*The problem:*
A verbatim reproduction of the following listing is required; omit the pictures.

++++++

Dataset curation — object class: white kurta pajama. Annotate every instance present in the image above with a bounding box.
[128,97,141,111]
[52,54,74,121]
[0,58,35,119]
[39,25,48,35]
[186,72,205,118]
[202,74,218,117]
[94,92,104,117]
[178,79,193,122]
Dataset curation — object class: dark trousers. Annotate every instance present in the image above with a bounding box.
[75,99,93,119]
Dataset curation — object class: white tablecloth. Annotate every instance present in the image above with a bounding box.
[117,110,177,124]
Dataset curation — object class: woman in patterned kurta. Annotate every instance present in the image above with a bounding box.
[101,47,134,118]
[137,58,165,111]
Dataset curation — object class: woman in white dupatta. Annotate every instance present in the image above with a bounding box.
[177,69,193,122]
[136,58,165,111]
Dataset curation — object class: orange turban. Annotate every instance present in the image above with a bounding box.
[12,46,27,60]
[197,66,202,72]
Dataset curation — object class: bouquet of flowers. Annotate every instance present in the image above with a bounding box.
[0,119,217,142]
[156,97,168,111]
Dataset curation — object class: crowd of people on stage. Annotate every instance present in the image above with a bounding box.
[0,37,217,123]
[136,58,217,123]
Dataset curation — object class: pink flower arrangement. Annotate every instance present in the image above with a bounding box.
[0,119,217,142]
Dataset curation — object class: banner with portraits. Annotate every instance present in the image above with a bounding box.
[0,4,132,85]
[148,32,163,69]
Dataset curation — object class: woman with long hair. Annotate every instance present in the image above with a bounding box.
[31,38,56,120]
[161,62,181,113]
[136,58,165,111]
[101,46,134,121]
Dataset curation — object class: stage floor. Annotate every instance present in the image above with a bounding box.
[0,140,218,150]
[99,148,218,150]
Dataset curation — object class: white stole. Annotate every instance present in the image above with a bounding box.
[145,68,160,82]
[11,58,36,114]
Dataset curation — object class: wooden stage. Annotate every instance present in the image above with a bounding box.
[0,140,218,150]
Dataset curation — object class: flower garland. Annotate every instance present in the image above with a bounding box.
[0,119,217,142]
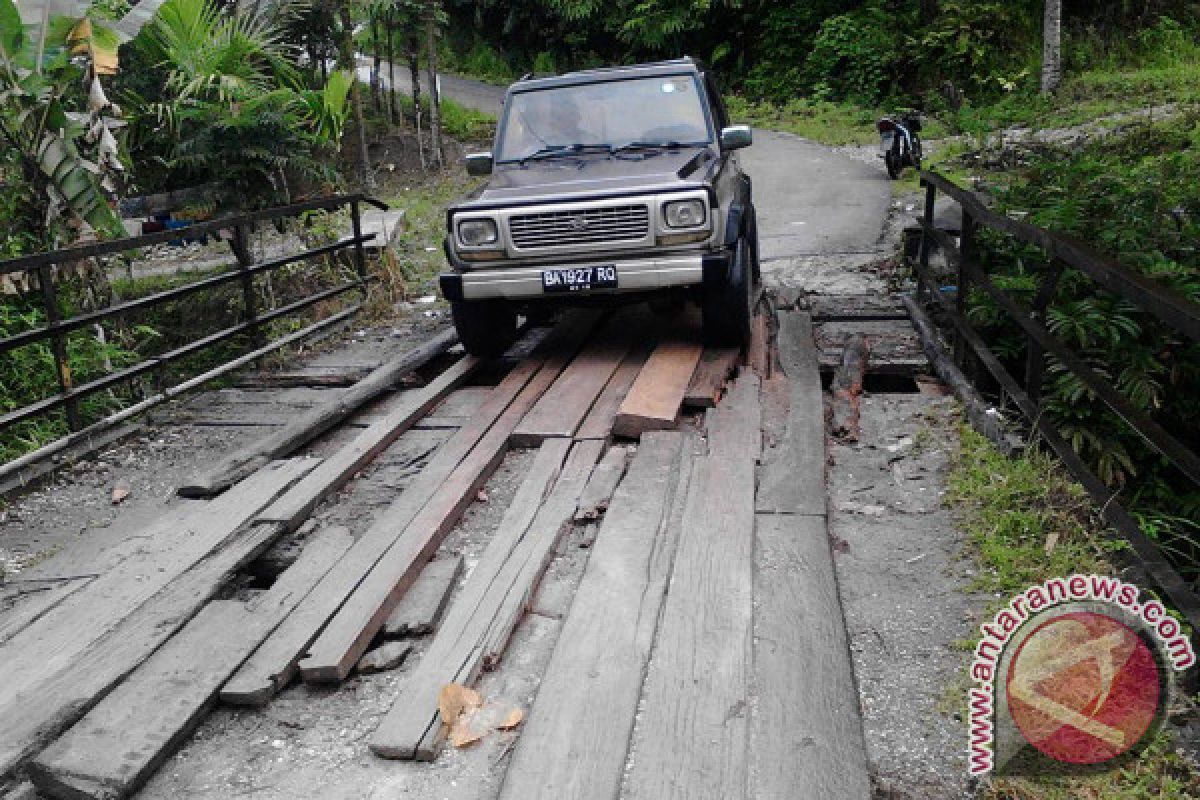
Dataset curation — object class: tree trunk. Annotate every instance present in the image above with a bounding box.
[424,4,442,168]
[386,11,397,126]
[370,12,381,112]
[407,32,421,120]
[336,0,374,188]
[1041,0,1063,94]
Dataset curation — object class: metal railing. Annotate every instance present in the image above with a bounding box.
[0,193,387,485]
[911,171,1200,631]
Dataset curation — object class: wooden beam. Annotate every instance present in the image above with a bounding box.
[751,514,871,798]
[370,438,602,760]
[381,556,463,637]
[178,329,460,497]
[296,314,598,684]
[573,445,629,521]
[612,332,703,439]
[682,347,739,408]
[29,529,352,800]
[830,333,869,442]
[623,374,759,800]
[574,342,650,442]
[255,355,482,531]
[0,459,316,718]
[510,315,637,446]
[496,431,692,800]
[0,519,290,778]
[756,312,827,516]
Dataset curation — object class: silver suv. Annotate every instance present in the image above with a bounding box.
[439,57,758,356]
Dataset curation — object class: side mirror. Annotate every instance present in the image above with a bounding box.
[465,152,494,176]
[720,125,753,151]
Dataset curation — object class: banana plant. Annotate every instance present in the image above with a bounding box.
[0,0,126,242]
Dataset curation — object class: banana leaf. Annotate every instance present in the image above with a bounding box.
[36,130,124,237]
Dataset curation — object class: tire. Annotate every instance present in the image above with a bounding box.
[885,148,902,179]
[702,235,753,347]
[450,299,517,358]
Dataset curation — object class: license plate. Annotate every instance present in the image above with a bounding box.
[541,266,618,293]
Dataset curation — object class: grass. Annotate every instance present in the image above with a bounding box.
[726,95,953,146]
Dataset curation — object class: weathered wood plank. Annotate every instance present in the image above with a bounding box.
[624,374,760,800]
[496,431,691,800]
[29,528,352,800]
[0,578,91,646]
[297,314,598,684]
[573,445,629,521]
[0,519,289,778]
[751,514,871,799]
[612,334,703,439]
[511,315,636,446]
[256,356,482,531]
[830,333,869,442]
[381,556,463,637]
[756,312,827,516]
[0,459,316,717]
[178,328,460,497]
[683,347,740,408]
[370,439,604,761]
[747,311,770,378]
[574,342,651,441]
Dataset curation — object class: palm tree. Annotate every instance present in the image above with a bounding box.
[1041,0,1062,93]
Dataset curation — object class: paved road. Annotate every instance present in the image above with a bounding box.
[357,63,506,116]
[405,72,892,285]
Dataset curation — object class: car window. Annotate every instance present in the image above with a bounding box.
[496,75,713,162]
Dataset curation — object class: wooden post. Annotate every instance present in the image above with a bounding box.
[1023,258,1064,406]
[38,264,80,431]
[350,199,369,299]
[233,225,262,346]
[917,180,936,304]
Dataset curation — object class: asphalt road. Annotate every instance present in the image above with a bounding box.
[391,70,892,282]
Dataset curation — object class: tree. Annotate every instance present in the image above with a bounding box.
[1041,0,1062,93]
[335,0,373,187]
[423,0,441,167]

++++++

*Solved exercise:*
Dataset curation — object class: white kurta pajama. Annotate every instance present in the image above with a bounding box.
[128,97,141,111]
[52,54,74,121]
[0,58,35,119]
[39,25,48,35]
[186,72,205,118]
[202,74,218,117]
[94,92,104,117]
[178,79,193,122]
Dataset curation — object class: dark trousers. Annotate every instance present in the image above with a bounding box.
[75,99,93,119]
Dataset curation — object class: white tablecloth. Annotate every instance present in the image above with a bounding box.
[117,110,177,124]
Dataset curation — object class: woman in patterned kurta. Annotate every instance present in the image above with a bounding box.
[101,47,134,118]
[137,58,165,111]
Dataset curation — object class: woman in white dupatta. Annotate every instance present in the image above with a bounding box.
[177,69,193,122]
[136,58,165,111]
Dataset curation — object class: orange turban. Annotate every instance present in the image above with a bounding box.
[12,46,27,60]
[197,66,202,72]
Dataset curation — object class: bouquet of flowers. Annotate every instance present in the image above with a bounding box.
[0,119,217,142]
[156,97,168,111]
Dataset curation — object class: crowd of people on stage. Annotate every instance present in the image above with a bounding box.
[0,37,217,123]
[136,58,217,123]
Dataset curation — object class: pink flower arrangement. Annotate every instance present in the image above with a bounding box.
[0,119,217,142]
Dataset curation — object class: banner with portraits. Annotate every instance present in the image above with a bounding box.
[0,4,132,85]
[148,32,163,69]
Dataset curation — object class: woman with long hair. Annotate every instance present in the image above with a bounding box.
[31,38,56,120]
[161,62,181,113]
[136,58,165,111]
[101,46,134,121]
Dataset curation — object class: stage floor. Annotate every instance present in the image above with a bounding box.
[0,140,218,150]
[99,148,218,150]
Dataset curation — object class: white stole. Annotate every instance present in the image above with a bounding box.
[145,68,160,82]
[11,58,36,114]
Dataset curation — object class: wooden stage. Annotate every instance present in the image above with a bounding box.
[0,140,218,150]
Dataset curation — object class: flower garland. Annotate every instance present in the image above with a bounding box.
[0,119,217,142]
Dataset curation — object class: tree trunk. Annotate every instance present in the image above with a bounding box.
[424,4,442,168]
[386,11,397,126]
[370,12,381,112]
[407,32,421,120]
[336,0,374,188]
[1041,0,1063,94]
Dataset curation — object class: metal railing. Annotate every instance present in the image above with a bounding box.
[0,193,387,485]
[911,171,1200,631]
Dataset curation — object class: wooden beam. Annotate every instance present in the image above with a bounding box.
[751,514,871,798]
[370,438,602,760]
[381,556,463,637]
[178,329,460,497]
[296,314,598,684]
[573,445,629,521]
[612,332,703,439]
[682,347,739,408]
[29,529,352,800]
[830,333,869,442]
[623,374,759,800]
[574,342,650,442]
[255,355,482,531]
[0,459,316,718]
[510,315,637,446]
[496,431,692,800]
[0,519,290,778]
[756,312,827,516]
Dataset curation — object class: silver suv. Annotate every instance present in the image above with a bounding box.
[439,57,758,356]
Dataset curation — object class: side mirror. Annotate every instance present in the image above with a bounding box.
[465,152,494,176]
[720,125,753,151]
Dataset curation — object class: banana plant. Annotate every instance present in the image above with a bounding box.
[0,0,126,242]
Dataset curation — object class: banana leaf. Annotate every instance present in the image above with a bounding box.
[36,130,124,237]
Dataset curation — object class: tire. Annotate every instance present in the image above with a bounding box.
[885,148,902,179]
[702,235,753,347]
[450,299,517,358]
Dataset curation — object class: license plate. Annotate every instance present in the image above with a bounding box.
[541,266,618,293]
Dataset curation — object class: grass. Annotate every instance present in the image above with a bounding box.
[726,95,953,146]
Dataset curation — object class: weathered wood plank. Annotate every instance present in the image above with a bounding box.
[624,374,760,800]
[496,431,691,800]
[29,528,352,800]
[0,578,91,646]
[297,314,598,684]
[573,445,629,521]
[0,519,289,778]
[751,514,871,799]
[612,334,703,439]
[511,315,636,446]
[256,356,482,531]
[830,333,869,442]
[381,556,463,637]
[756,312,827,516]
[0,459,316,717]
[178,328,460,497]
[683,347,740,408]
[370,439,604,761]
[747,311,770,378]
[574,342,651,441]
Dataset curation — object class: palm tree. Annotate every instance present in the image above with a bounding box.
[1041,0,1062,93]
Dataset curation — object class: paved road. Annotate every instance present in the image above with a bounding box.
[357,63,506,116]
[405,72,892,285]
Dataset curation — object class: car window. Annotate every instance present in the image above with a bounding box.
[496,75,713,162]
Dataset curation — object class: wooden post. Annotate every instance present in the image above with a bounding box.
[1023,258,1064,406]
[38,264,80,431]
[350,199,369,299]
[233,225,262,346]
[917,180,936,304]
Dataset curation — object class: asphalt road. Annotate every instance present in the image above with a bounding box.
[391,70,892,282]
Dataset curation — object class: tree. Annotate every instance present in the image above with a bounding box.
[1041,0,1062,93]
[335,0,373,187]
[423,0,441,167]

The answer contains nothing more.